__Stored data__.
------------------------------------------------

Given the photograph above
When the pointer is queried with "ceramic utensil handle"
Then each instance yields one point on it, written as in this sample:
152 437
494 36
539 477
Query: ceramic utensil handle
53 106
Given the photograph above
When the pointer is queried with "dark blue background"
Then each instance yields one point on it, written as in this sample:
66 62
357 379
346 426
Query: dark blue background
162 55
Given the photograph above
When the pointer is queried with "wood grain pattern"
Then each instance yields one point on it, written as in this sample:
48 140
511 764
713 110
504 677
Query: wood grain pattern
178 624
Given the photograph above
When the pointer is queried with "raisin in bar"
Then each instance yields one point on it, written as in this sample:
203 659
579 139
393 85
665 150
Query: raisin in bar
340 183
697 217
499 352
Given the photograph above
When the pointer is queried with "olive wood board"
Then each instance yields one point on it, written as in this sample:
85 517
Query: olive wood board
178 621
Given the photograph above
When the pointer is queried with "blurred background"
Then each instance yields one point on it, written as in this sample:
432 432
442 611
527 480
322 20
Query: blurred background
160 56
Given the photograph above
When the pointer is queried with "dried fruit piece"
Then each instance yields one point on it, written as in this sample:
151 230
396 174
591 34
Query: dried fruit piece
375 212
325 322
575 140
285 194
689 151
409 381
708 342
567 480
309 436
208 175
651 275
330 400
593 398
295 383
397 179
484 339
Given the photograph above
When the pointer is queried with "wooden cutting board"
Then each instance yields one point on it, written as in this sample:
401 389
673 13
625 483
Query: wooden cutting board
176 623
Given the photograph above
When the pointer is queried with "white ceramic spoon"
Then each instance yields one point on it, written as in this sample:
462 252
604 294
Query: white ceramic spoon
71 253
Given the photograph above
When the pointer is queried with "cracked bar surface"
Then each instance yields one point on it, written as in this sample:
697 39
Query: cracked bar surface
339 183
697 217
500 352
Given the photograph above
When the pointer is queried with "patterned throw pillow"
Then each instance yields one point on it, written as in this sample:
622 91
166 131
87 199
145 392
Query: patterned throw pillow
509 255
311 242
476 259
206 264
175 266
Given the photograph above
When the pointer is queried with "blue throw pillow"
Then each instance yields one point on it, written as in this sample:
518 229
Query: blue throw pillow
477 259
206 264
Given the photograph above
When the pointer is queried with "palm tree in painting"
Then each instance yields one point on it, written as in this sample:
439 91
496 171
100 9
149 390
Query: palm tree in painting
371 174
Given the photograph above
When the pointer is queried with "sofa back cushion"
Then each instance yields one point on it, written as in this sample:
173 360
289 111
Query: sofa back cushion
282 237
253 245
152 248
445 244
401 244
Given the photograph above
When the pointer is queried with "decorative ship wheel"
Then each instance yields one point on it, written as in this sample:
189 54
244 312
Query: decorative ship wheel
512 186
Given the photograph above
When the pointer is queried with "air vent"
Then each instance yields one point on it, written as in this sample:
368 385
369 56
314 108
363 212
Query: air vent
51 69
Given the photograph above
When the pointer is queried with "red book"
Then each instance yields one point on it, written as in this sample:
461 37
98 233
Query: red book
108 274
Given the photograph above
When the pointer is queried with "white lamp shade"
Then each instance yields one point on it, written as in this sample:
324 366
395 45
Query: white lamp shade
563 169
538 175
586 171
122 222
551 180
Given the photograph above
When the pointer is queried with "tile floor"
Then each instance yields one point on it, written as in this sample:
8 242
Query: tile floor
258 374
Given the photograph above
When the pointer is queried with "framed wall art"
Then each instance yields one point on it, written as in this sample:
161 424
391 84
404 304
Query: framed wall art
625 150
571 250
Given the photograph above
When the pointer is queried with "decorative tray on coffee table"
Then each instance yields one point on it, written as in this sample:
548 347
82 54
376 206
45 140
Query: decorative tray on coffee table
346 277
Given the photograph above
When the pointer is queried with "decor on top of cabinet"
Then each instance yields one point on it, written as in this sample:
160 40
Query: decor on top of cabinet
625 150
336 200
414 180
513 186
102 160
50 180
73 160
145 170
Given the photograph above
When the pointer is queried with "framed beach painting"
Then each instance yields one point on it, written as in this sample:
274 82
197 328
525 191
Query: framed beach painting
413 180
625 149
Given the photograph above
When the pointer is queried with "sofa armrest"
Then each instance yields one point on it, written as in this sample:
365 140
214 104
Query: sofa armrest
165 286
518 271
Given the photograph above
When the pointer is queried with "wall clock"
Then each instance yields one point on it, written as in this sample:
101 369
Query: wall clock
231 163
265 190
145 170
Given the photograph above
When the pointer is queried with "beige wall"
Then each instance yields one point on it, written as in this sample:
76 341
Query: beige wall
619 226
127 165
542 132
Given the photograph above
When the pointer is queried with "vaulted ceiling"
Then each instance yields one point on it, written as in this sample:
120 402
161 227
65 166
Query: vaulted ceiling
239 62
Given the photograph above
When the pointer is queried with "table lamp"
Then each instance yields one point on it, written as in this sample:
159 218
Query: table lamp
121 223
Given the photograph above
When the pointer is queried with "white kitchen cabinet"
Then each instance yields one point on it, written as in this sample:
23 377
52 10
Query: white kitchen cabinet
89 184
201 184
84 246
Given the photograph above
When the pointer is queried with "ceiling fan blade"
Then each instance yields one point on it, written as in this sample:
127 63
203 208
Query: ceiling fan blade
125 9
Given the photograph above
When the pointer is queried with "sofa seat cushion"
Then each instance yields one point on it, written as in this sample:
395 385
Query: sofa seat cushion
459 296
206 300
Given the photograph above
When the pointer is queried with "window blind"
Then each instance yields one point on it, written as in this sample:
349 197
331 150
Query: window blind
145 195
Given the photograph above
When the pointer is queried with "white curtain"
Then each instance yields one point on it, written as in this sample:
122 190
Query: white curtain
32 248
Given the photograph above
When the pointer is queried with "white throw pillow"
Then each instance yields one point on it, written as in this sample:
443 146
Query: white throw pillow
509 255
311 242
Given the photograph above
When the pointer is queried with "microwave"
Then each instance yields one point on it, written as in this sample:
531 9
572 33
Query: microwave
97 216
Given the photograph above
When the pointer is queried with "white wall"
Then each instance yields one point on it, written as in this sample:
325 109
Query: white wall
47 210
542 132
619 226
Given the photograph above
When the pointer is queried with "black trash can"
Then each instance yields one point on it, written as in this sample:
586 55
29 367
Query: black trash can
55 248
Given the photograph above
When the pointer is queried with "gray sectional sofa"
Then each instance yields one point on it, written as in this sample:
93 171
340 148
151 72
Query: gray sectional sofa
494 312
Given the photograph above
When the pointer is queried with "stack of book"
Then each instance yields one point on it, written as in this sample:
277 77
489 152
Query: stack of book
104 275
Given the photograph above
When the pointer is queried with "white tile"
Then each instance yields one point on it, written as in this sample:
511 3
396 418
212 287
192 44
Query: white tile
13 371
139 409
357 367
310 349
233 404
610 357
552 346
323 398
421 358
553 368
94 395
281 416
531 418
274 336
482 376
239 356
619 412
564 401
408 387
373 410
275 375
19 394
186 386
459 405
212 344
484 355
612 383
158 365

------------------------------------------------

Set down the entries verbatim, leaving none out.

__Answer to this problem__.
Given the photograph above
When the pointer is queried with "ceramic utensil handle"
Then each instance yields one point on it, written as in this sample:
152 437
494 36
539 477
Query: ceramic utensil handle
53 106
Given the photograph above
When the pointer is queried with "dark blue background"
Then each instance yields one point on it, written as in this sample:
66 62
357 379
346 426
Query: dark blue background
162 55
Given the photograph above
When the pointer is queried with "wood grain pattern"
Then each instance yields one point on it, written as in this sample:
48 140
511 764
713 110
504 677
Query: wood grain pattern
178 624
Given the photograph above
When the pointer is queried with "raisin in bar"
Then each instance yields one point on it, written as in this sample:
203 659
579 139
393 85
665 150
Query: raisin in bar
340 183
697 217
499 352
Given the photograph above
When the pointer is queried with "olive wood board"
Then each instance yields one point on it, written as in this sample:
85 517
Query: olive wood board
178 621
Given the photograph above
When the pointer is queried with "blurred background"
Then each instance yields one point on it, written as in this sample:
432 432
442 611
527 480
322 20
Query: blurred background
160 56
Given the photograph above
When the pointer is queried with "dried fruit piece"
Then each instance yields one point on it, written as in this sample:
151 230
396 174
591 34
Query: dried fruit piece
375 212
325 322
575 140
285 194
689 151
409 381
708 342
567 480
309 436
208 175
651 275
330 400
593 398
295 383
397 179
484 339
Given the photograph above
When the pointer is queried with "wooden cutting board"
Then each instance yields one point on it, written as in this sample:
401 389
673 13
625 483
Query: wooden cutting board
176 623
Given the photograph above
When the pointer is queried with "white ceramic spoon"
Then each instance yields one point on it, written as in this sample:
462 252
604 294
Query: white ceramic spoon
71 253
Given the photograph above
When the pointer is queried with "cracked bar surface"
Then each instance yields one point on it, written as in this sample:
697 39
Query: cracked bar surface
339 183
697 217
500 352
Given the photograph above
When the pointer is queried with "patterned throw pillow"
Then each instance yields one point on it, written as in this sample:
622 91
166 131
87 199
145 392
Query: patterned throw pillow
509 255
311 242
476 259
206 264
175 266
Given the photograph above
When the pointer is queried with "blue throw pillow"
Then each instance yields one point on it, written as in this sample:
518 229
Query: blue throw pillow
477 259
206 264
Given the photograph above
When the pointer is queried with "palm tree in painting"
Then each instance yields one point on it, written as in this sample:
439 91
496 171
100 9
149 390
Query: palm tree in painting
371 174
Given the photograph above
When the pointer is queried with "sofa back cushion"
Then each instance yields one point on it, written as in this sample:
173 360
289 111
Query: sofa back cushion
282 237
253 245
152 248
445 244
401 244
Given the photograph above
When the pointer is queried with "decorative ship wheel"
Then each instance yields one point on it, written as in this sample:
189 54
244 312
Query: decorative ship wheel
512 186
Given the photograph above
When the pointer is queried with "air vent"
Then each instance yields one point on it, written as in this sample:
368 385
369 56
314 108
363 212
Query: air vent
51 69
Given the photograph above
When the pointer is queried with "red book"
Then each instance yields one point on it, written as in this sample:
461 37
98 233
Query: red book
108 274
Given the photograph above
When the pointer is queried with "white lamp shade"
Then each instance yields one point on it, written as in this sample:
324 366
395 45
Query: white lamp shade
563 169
538 175
586 171
122 222
551 180
Given the photograph above
When the pointer is queried with "tile floor"
Then each instance yields one point on it, written as in this sample:
8 242
Query: tile floor
258 374
Given the photograph above
When the pointer is queried with "framed wall art"
Then each instance yields one point on it, written as in this sample:
161 424
391 84
404 304
Query: framed wall art
625 150
571 250
Given the photograph above
When the pointer is queried with "decorative tray on coffee table"
Then each instance yields one point on it, written as in this sample:
548 347
82 54
376 206
45 140
Query: decorative tray on coffee table
346 277
Given the photograph above
When the pointer is queried with "decor on top of cabinet"
Then each instance yields one point on it, written as in this sample:
160 40
Query: decor on top of cabinet
625 150
336 200
414 180
513 186
102 160
50 180
73 160
145 170
Given the photograph above
When the pointer is queried with "framed beach painting"
Then each instance yields one point on it, written as in this sample:
274 82
197 328
525 191
Query: framed beach painting
413 180
625 149
Given the photograph above
When the pointer is queried with "sofa armrest"
Then each instance yields one point on it, written as in this sample:
365 140
214 104
Query: sofa armrest
165 286
518 271
Given the photograph above
When the pointer is queried with "wall clock"
Then each instance yields one point on it, written as in this sample:
101 369
Query: wall clock
231 163
265 190
145 170
Given the photograph above
When the pointer is queried with "beige wall"
Then each instance yields one point on it, written as in this sample:
76 341
Query: beige wall
619 226
127 165
542 132
Given the photograph above
When the pointer is queried with "vaulted ceiling"
Then each instance yields one point on it, written as in this sample:
120 402
161 227
65 166
Query: vaulted ceiling
239 62
Given the photograph above
When the pointer is queried with "table lamp"
Then each instance yields one point on it, written as in this sample:
159 218
Query: table lamp
121 223
Given the photograph above
When the pointer is queried with "white kitchen cabinet"
Then each instance yields one point on it, written as in this sample:
23 377
52 10
Query: white kitchen cabinet
89 184
201 184
84 246
Given the photograph above
When the pointer is queried with "ceiling fan blade"
Then each instance yields one point on it, written as in this sample:
127 63
203 208
Query: ceiling fan blade
125 9
Given the photograph above
When the pointer is queried with "sofa seat cushion"
Then each instance yields one point on it, written as in this sample:
395 385
Query: sofa seat cushion
459 296
206 300
Given the photograph above
When the pointer is queried with "window blind"
Then each instance yields one point on it, written as in this sample:
349 197
331 150
Query: window blind
145 195
Given the photograph above
When the pointer is queried with "white curtain"
Then each instance yields one point on it, written as in this sample:
122 190
Query: white curtain
32 248
Given the photograph above
When the pointer is queried with "white throw pillow"
Then each instance yields one point on it, written as in this sample:
443 146
Query: white throw pillow
509 255
311 242
Given the photograph above
When the pointer is queried with "microwave"
Then each instance yields one point on it, written as in this sample:
531 9
572 33
Query: microwave
97 216
Given the photograph above
When the pointer is queried with "white wall"
Then each instance yields one point on it, written as in this sample:
325 109
Query: white wall
47 210
542 132
619 226
Given the photograph above
When the pointer is queried with "black trash can"
Then each instance yields one point on it, written as in this sample:
586 55
29 367
Query: black trash can
55 248
Given the photograph above
When the pointer is queried with "gray sectional sofa"
Then each instance yields one point on it, written as in this sample:
93 171
340 148
151 72
Query: gray sectional sofa
494 312
Given the photograph above
When the pointer is queried with "stack of book"
Then each instance yields one point on it, written as in this sample:
277 77
489 152
Query: stack of book
104 275
Given the photograph above
When the pointer is queried with "white tile"
Then each instance yields one point on it, written as in this sample:
511 3
396 418
212 287
192 44
Query: white tile
13 371
139 409
357 367
310 349
233 404
610 357
552 346
323 398
421 358
553 368
94 395
281 416
531 418
274 336
482 376
239 356
619 412
564 401
408 387
373 410
275 375
19 394
186 386
459 405
212 344
484 355
612 383
158 365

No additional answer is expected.